ROWS:
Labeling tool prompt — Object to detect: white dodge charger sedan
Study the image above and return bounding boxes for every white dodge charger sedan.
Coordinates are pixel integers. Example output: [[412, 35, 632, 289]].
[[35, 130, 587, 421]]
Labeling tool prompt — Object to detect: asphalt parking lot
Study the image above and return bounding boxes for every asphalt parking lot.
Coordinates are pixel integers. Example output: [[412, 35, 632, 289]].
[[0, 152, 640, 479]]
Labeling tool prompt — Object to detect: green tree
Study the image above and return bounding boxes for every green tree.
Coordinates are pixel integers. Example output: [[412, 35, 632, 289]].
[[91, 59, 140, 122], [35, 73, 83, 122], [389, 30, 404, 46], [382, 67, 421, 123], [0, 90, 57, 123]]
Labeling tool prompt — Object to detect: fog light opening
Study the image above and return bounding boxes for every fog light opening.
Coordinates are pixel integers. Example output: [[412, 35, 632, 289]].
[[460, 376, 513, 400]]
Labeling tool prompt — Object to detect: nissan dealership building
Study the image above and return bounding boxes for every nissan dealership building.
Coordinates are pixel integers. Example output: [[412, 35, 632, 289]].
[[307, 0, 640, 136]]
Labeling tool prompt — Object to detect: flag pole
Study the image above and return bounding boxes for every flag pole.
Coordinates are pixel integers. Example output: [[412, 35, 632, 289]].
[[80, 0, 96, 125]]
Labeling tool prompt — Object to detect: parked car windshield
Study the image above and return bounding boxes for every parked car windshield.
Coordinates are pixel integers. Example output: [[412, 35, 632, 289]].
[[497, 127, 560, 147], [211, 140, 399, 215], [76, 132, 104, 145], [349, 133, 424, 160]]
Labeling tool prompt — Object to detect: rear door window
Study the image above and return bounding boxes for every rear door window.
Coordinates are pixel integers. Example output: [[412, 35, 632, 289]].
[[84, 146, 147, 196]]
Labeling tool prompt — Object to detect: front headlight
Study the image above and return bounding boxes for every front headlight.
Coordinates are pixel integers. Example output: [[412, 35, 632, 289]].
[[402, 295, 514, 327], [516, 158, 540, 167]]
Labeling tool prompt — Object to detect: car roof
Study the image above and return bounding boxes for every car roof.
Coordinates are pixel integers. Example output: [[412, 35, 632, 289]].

THE TASK:
Please put each line of the records above into a JSON list of strings, one string per line, with blank lines left out.

WRITTEN ANSWER:
[
  "Labeling tool prompt — Object to detect: white dodge charger sedan",
  "Study the image above and return bounding boxes for every white dodge charger sedan.",
  "Coordinates are pixel integers. Example output: [[412, 35, 632, 289]].",
  "[[35, 130, 587, 421]]",
  "Labeling tool prompt — Object to detect: asphalt parking lot",
  "Study the image above and return bounding boxes for every asphalt parking lot.",
  "Coordinates are pixel integers. Example output: [[412, 35, 632, 289]].",
  "[[0, 152, 640, 479]]",
  "Labeling tool prompt — Object to detect: green tree",
  "Study the image above and return bounding boxes for every green tree.",
  "Coordinates are pixel integers. Example output: [[412, 35, 632, 289]].",
  "[[91, 59, 140, 122], [35, 73, 83, 122], [389, 30, 404, 46], [382, 67, 421, 123], [0, 90, 57, 123]]",
  "Labeling tool prompt — Object to detect: fog light opening",
  "Study the image above and return bounding boxes for every fog light opening.",
  "Coordinates are pixel integers. Example output: [[412, 35, 632, 289]].",
  "[[460, 376, 513, 400]]",
  "Labeling tool prompt — Object to detect: nissan dealership building",
  "Study the image above and return bounding boxes for every nissan dealership building.",
  "Coordinates are pixel integers. Example output: [[412, 35, 632, 289]].",
  "[[307, 0, 640, 136]]",
  "Labeling tool prompt — Object to detect: flag pole",
  "Study the image above and return bounding boxes for every flag pole.",
  "Coordinates are pixel integers. Example output: [[412, 35, 632, 289]].",
  "[[80, 0, 96, 125]]",
  "Labeling tool prompt — Object to detect: parked car windshield",
  "Study the image above and return bounding boxes for every parked car windshield.",
  "Coordinates are pixel integers. Example output: [[412, 35, 632, 289]].",
  "[[497, 127, 560, 147], [211, 140, 399, 215], [76, 132, 104, 145], [349, 133, 424, 160]]",
  "Labeling tool prompt — Object to detect: rear door window",
  "Study the image above and return bounding boxes for every rear door window.",
  "Coordinates are pixel integers. Example output: [[412, 35, 632, 289]].",
  "[[84, 146, 147, 196]]",
  "Labeling tool prompt — Object to detect: front headlight",
  "Study the image above and return bounding boxes for every front headlight.",
  "Coordinates are pixel integers. Example output: [[412, 35, 632, 289]].",
  "[[402, 295, 514, 327], [516, 158, 540, 167]]",
  "Labeling tool prompt — Object to detect: car roof",
  "Study the image above and return bounding boxes for every car roof.",
  "Coordinates are pixel integers. Example output: [[412, 35, 632, 289]]."
]